Supplied information:
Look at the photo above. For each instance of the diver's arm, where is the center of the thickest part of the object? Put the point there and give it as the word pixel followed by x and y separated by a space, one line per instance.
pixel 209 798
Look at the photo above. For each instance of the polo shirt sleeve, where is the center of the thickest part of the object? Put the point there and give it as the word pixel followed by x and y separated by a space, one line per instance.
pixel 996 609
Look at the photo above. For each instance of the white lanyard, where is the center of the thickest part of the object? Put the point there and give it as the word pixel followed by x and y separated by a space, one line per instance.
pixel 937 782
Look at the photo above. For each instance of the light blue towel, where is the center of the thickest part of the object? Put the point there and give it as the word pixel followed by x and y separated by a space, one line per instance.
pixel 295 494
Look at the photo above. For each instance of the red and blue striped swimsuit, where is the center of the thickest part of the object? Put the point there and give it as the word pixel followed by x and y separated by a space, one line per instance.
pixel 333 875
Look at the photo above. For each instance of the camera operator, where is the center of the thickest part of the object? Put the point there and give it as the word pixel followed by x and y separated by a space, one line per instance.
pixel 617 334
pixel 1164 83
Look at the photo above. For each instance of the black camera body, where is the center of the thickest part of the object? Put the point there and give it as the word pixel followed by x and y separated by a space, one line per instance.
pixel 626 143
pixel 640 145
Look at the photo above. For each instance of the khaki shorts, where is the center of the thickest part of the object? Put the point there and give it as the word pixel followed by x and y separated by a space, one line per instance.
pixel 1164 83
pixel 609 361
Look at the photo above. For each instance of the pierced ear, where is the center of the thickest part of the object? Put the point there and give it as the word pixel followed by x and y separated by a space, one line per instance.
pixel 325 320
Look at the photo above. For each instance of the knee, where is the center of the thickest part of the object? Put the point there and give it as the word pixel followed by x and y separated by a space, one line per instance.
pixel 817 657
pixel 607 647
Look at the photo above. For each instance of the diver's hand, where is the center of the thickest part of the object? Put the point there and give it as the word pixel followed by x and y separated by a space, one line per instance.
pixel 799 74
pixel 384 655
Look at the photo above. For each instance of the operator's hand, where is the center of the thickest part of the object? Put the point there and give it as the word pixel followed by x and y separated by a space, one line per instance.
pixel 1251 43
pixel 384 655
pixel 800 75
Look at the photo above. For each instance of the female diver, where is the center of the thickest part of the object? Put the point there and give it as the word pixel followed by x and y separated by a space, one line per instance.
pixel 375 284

Do this:
Reproduce all of the rows above word for word.

Written solution:
Look at the photo above. For each instance of the diver's arm, where is the center of the thickest part of the object? Put the point there and give it as the word pixel followed by x and y separated by a space, one line per instance.
pixel 209 798
Look at the photo above. For each instance of the polo shirt sleeve, where is the center of the thickest part of the object? Put the point there and give it as the word pixel followed by x and y separated by a space, one line per instance.
pixel 996 609
Look at the photo above. For each instance of the white lanyard, where is the center of the thickest part of the object? Put the point there and give it as the word pixel followed by x and y separated by a space, one line per instance.
pixel 937 782
Look at the photo above. For each instance of the light blue towel, where is the center of the thickest part of the object? Put the point there and give it as the word pixel followed by x and y separated by a space, one line per instance.
pixel 295 494
Look at the photo above. For each instance of the red and blue striped swimsuit, where is the center of the thickest part of the object? Put the point there and give it as the word pixel followed by x and y separated by a space, one line per instance.
pixel 333 875
Look at the photo above. For each instance of the camera operator, where is the center of the thickest part of the object? Put the point there and give it as the word pixel followed by x and y separated by a space, one line per instance.
pixel 617 334
pixel 1164 83
Look at the photo above. For each instance of the black camera body, where is the center of the thickest part of the object? Put the point there and give it as the word pixel followed by x and y separated by a space, one line per instance.
pixel 626 143
pixel 640 145
Look at the photo above. For each instance of the khaki shorts, where is the center of the thickest part of the object? Put the point there and give it as the word pixel followed by x and y separated by a space, one line per instance.
pixel 1164 83
pixel 609 361
Look at the photo above. For each instance of the pierced ear, where is the center of the thickest part of the object? Put the point there and give it as the word pixel followed by x and y separated by a space, one line per instance.
pixel 325 320
Look at the photo above. For each instance of the knee, where is the center of the thickest part of the object? Put the point there and give it as the word pixel followed by x and y separated by a space, one line per instance.
pixel 817 657
pixel 607 647
Look at the photo above. For each instance of the diver's hand, where is the center of the thickest part of the object? Put the point there and give it as the word pixel followed by x and y separated by a space, one line per instance.
pixel 799 74
pixel 384 655
Look at the photo above. For each instance of the operator's hand, where is the center of the thickest part of the object? Put the point there and give it as the word pixel followed by x and y separated by a space, one line per instance.
pixel 1251 43
pixel 384 655
pixel 800 75
Look at the photo above. For each instance of the female diver, where is the center of the thickest part of the object? Put the point there and give it as the word pixel followed by x and y separated by a space, one line per instance.
pixel 375 284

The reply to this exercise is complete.